*RECORD SET*
#####

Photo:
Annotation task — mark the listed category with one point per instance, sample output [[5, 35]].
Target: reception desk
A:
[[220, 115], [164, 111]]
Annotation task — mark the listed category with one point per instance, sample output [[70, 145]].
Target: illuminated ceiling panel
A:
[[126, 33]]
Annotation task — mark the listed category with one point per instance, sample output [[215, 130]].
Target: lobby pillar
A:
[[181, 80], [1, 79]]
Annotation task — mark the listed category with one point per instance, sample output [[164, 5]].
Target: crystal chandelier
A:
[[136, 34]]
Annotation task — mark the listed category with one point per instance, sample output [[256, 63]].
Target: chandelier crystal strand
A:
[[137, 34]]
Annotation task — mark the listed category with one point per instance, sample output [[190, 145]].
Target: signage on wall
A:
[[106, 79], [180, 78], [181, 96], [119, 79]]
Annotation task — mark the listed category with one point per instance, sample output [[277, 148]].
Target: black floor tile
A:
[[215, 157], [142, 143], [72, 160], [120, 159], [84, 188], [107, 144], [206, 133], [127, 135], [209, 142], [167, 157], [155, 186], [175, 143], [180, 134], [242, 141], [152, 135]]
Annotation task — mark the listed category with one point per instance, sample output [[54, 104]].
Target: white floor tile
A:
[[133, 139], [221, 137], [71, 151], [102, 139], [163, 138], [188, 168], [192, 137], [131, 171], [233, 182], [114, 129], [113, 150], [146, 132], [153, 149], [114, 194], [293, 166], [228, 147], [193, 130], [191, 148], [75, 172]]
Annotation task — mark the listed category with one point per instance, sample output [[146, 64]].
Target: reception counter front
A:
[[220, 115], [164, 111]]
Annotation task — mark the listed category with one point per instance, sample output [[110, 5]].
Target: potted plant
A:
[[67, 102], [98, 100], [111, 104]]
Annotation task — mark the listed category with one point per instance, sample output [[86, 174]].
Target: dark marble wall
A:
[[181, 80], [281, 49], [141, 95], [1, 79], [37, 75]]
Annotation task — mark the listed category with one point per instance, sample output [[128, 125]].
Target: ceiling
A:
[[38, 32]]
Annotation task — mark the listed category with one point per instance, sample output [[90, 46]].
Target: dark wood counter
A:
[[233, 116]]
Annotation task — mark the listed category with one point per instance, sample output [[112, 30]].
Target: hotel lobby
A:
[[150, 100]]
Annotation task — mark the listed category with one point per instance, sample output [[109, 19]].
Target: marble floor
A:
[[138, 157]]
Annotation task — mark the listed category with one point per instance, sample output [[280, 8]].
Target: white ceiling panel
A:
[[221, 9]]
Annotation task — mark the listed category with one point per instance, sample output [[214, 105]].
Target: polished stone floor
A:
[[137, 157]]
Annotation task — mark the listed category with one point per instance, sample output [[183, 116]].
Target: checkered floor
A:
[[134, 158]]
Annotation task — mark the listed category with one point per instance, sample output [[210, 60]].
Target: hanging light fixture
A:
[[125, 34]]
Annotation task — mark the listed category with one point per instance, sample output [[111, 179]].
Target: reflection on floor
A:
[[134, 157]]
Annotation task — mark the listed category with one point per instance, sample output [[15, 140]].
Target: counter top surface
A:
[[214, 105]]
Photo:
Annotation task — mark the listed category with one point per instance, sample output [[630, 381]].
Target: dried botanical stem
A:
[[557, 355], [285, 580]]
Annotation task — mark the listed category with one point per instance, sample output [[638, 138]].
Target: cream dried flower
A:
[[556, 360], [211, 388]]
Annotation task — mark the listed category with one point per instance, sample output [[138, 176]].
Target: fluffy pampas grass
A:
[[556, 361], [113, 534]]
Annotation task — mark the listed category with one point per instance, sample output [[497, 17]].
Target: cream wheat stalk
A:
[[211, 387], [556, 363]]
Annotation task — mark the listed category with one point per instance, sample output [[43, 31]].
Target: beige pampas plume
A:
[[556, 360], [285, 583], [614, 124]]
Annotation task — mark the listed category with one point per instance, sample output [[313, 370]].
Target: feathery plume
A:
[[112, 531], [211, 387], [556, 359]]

#####

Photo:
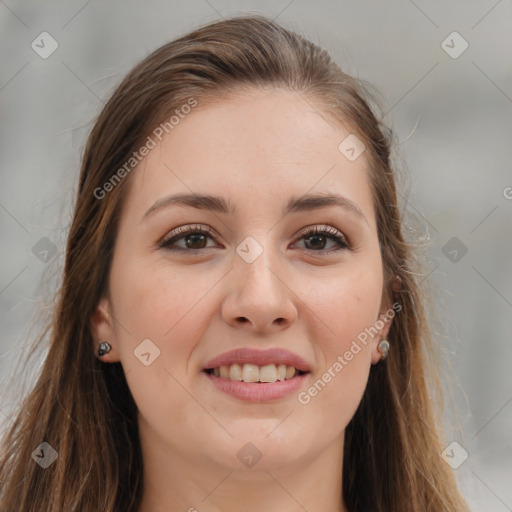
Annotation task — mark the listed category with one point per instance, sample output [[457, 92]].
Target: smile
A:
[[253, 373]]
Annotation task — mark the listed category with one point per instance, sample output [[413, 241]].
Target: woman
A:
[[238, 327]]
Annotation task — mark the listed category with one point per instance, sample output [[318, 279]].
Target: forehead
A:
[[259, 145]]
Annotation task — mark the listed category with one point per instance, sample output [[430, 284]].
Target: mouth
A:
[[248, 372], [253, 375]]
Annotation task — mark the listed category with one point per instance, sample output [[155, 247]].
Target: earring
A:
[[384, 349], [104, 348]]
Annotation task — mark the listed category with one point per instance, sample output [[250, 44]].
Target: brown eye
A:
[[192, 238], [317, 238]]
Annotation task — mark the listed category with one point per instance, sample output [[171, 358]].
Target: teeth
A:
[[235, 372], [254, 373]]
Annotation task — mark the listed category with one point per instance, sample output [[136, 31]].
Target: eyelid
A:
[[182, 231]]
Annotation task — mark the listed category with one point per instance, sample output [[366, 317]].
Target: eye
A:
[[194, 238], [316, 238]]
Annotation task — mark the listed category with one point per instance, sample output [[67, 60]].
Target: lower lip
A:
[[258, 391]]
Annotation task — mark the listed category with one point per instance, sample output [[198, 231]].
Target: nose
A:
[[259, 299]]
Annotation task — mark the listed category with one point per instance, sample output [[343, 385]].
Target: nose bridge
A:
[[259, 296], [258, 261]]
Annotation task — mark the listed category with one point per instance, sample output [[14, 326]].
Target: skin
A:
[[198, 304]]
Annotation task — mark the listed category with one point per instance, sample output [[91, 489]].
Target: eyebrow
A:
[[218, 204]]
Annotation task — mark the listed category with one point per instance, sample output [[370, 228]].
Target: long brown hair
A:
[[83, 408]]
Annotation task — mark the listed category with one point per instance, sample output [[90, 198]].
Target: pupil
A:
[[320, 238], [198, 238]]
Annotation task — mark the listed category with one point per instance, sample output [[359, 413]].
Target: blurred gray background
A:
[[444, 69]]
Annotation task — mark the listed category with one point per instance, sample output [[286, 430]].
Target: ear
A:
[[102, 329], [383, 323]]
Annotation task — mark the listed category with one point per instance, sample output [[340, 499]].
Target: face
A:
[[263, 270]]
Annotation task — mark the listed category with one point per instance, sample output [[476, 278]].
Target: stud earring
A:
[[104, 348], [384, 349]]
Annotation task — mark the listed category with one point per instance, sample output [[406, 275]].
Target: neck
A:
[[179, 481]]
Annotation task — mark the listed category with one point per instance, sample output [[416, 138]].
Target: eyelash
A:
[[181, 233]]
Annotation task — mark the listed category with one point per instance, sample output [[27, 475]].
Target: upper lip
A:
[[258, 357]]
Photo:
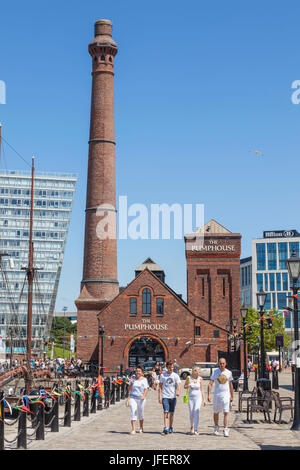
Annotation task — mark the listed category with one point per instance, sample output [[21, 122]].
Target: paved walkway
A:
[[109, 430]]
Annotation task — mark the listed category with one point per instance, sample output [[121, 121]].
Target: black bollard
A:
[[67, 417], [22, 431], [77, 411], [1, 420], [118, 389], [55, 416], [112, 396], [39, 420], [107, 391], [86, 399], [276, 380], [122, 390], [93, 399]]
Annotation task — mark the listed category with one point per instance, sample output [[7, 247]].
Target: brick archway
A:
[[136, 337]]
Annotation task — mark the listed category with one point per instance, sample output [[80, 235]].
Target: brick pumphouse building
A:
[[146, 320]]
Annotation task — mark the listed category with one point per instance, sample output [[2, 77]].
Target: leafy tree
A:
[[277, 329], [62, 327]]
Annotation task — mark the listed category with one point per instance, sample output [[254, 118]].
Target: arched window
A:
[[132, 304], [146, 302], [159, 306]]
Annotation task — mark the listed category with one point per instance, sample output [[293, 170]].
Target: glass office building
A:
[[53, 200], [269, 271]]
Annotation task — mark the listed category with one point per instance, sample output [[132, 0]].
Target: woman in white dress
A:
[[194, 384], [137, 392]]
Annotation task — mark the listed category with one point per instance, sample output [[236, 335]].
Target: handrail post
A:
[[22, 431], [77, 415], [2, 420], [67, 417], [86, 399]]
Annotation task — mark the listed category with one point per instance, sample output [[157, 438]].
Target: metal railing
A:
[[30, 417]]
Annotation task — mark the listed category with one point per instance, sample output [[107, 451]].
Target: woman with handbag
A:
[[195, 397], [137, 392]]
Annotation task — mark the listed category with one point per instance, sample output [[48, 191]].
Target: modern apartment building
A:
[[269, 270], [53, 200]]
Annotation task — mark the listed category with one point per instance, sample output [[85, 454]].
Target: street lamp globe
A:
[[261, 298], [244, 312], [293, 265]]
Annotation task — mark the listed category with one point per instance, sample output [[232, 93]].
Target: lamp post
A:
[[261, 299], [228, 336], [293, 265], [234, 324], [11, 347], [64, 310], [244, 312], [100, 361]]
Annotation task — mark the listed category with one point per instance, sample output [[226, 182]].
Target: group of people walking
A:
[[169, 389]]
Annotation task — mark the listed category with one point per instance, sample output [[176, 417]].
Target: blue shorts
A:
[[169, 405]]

#####

*INSTRUCTIONS FOR THE TASK*
Copy the records verbatim, beginning with the line that contains "output [[128, 125]]." and ending after the line that contains "[[233, 116]]".

*WRITTEN RESPONSE*
Annotation task — mark the listed category with one point per instance, sample output [[128, 125]].
Target: ceiling
A:
[[38, 32]]
Annotation task — mark the listed category with one point per instance, sample output [[90, 46]].
Target: dark wood counter
A:
[[233, 116]]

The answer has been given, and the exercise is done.